**Exercício escrito 1:** Extrai das entradas abaixo, copiando-as por inteiro, todas as linhas que contêm a palavra "checkered". Tem em conta a distinção entre maiúsculas e minúsculas.

**Excerto do documento:**
+ + + + + + +
[Druidismo] Os Autores Clássicos e os Druidas I – Júlio César

Muitos foram os autores clássicos que mencionaram as práticas sagradas dos druidas nas suas obras. Apesar de ser necessário abordarmos estes legados como oriundos de povos distintos, muitas vezes inimigos, e que muito poderiam ter a acrescentar ou alterar à verdadeira prática, é um facto que estes registos são a base do corpo da doutrina druídica que subsiste actualmente. Os relatos que aqui apresentamos são apenas uma recolha parcial, uma vez que existem outros autores clássicos com observações pertinentes acerca do druidismo.

Júlio César (séc. I AEC)

César fala-nos dos druidas na sua obra De Bello Gallico (A Guerra das Gálias). É inquestionável o interesse desta obra do ponto de vista estratégico e militar, mas a credibilidade das passagens é amplamente discutida. Há a hipótese de algumas particularidades atribuídas aos druidas e à sua doutrina poderem ser uma invenção de Júlio César. É, no entanto, o mais amplo relato que chegou até nós sobre estes sacerdotes.
+ + + + + + +
**Exercício escrito 2:** Extrai o texto sobre os druidas acima na íntegra, reproduzindo-o sem qualquer alteração.

**Dados fornecidos:**
+ + + + + + +
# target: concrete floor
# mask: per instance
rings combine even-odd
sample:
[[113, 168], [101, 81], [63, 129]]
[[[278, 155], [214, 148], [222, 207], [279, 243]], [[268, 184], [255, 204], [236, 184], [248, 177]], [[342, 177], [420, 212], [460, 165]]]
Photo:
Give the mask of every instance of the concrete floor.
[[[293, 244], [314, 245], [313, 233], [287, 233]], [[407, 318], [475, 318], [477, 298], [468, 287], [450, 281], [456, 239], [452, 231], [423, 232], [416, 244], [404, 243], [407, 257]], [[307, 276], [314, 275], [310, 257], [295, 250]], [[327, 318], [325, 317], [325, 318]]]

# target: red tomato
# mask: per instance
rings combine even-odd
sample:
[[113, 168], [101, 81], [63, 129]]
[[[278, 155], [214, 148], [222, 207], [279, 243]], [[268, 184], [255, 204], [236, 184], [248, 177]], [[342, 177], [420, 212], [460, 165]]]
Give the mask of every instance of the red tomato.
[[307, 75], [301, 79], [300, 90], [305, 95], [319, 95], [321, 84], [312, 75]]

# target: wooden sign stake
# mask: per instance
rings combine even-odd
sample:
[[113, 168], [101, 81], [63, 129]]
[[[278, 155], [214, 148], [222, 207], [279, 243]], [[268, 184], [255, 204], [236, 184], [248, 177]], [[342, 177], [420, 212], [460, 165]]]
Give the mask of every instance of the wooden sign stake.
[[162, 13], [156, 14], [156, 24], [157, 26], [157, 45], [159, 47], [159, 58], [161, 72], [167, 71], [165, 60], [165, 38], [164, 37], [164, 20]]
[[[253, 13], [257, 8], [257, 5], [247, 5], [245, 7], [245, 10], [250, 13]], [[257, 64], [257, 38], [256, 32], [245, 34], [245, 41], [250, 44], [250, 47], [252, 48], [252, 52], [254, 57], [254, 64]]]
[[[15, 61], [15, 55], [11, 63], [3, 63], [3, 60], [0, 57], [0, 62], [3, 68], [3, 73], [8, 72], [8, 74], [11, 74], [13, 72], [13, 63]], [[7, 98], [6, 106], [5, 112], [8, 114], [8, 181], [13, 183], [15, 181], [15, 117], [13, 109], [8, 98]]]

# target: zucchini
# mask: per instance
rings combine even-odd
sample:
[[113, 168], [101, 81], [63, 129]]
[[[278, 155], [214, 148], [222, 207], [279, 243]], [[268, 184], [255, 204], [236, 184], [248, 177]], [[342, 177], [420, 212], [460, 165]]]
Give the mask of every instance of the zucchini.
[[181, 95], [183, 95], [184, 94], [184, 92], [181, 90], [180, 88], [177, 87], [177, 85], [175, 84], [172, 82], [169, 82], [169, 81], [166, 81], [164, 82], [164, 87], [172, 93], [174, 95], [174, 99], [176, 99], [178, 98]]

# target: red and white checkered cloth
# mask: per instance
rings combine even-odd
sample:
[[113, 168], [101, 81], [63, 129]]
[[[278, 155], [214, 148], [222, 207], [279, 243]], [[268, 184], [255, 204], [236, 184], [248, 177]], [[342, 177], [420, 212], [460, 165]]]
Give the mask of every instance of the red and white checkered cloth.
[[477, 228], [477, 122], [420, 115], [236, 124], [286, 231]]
+ + + + + + +
**Resposta completa 1:**
# target: red and white checkered cloth
Give the mask of every instance of the red and white checkered cloth.

**Resposta completa 2:**
[Druidismo] Os Autores Clássicos e os Druidas I – Júlio César

Muitos foram os autores clássicos que mencionaram as práticas sagradas dos druidas nas suas obras. Apesar de ser necessário abordarmos estes legados como oriundos de povos distintos, muitas vezes inimigos, e que muito poderiam ter a acrescentar ou alterar à verdadeira prática, é um facto que estes registos são a base do corpo da doutrina druídica que subsiste actualmente. Os relatos que aqui apresentamos são apenas uma recolha parcial, uma vez que existem outros autores clássicos com observações pertinentes acerca do druidismo.

Júlio César (séc. I AEC)

César fala-nos dos druidas na sua obra De Bello Gallico (A Guerra das Gálias). É inquestionável o interesse desta obra do ponto de vista estratégico e militar, mas a credibilidade das passagens é amplamente discutida. Há a hipótese de algumas particularidades atribuídas aos druidas e à sua doutrina poderem ser uma invenção de Júlio César. É, no entanto, o mais amplo relato que chegou até nós sobre estes sacerdotes.